Source records >>
--*--

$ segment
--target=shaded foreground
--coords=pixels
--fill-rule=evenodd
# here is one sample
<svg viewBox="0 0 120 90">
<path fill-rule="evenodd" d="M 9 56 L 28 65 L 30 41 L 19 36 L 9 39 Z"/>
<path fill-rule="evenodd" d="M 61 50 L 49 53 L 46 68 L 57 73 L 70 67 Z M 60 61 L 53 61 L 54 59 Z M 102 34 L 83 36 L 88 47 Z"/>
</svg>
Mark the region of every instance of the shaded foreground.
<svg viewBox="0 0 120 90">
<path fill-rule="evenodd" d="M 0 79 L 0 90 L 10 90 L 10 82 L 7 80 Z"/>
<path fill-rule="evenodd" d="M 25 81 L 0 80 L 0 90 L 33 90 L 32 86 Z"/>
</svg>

--*--

PROBLEM >>
Set down all the data exactly as given.

WRITTEN ANSWER >>
$ segment
--target=shaded foreground
--coords=pixels
--fill-rule=evenodd
# here is one sample
<svg viewBox="0 0 120 90">
<path fill-rule="evenodd" d="M 9 56 L 28 65 L 30 41 L 19 36 L 9 39 Z"/>
<path fill-rule="evenodd" d="M 61 50 L 49 53 L 46 68 L 57 73 L 70 67 Z M 60 61 L 53 61 L 54 59 Z M 102 34 L 83 36 L 88 47 Z"/>
</svg>
Mark the region of every instance of the shaded foreground.
<svg viewBox="0 0 120 90">
<path fill-rule="evenodd" d="M 0 79 L 0 90 L 10 90 L 10 82 L 7 80 Z"/>
<path fill-rule="evenodd" d="M 25 81 L 0 80 L 0 90 L 33 90 L 32 86 Z"/>
</svg>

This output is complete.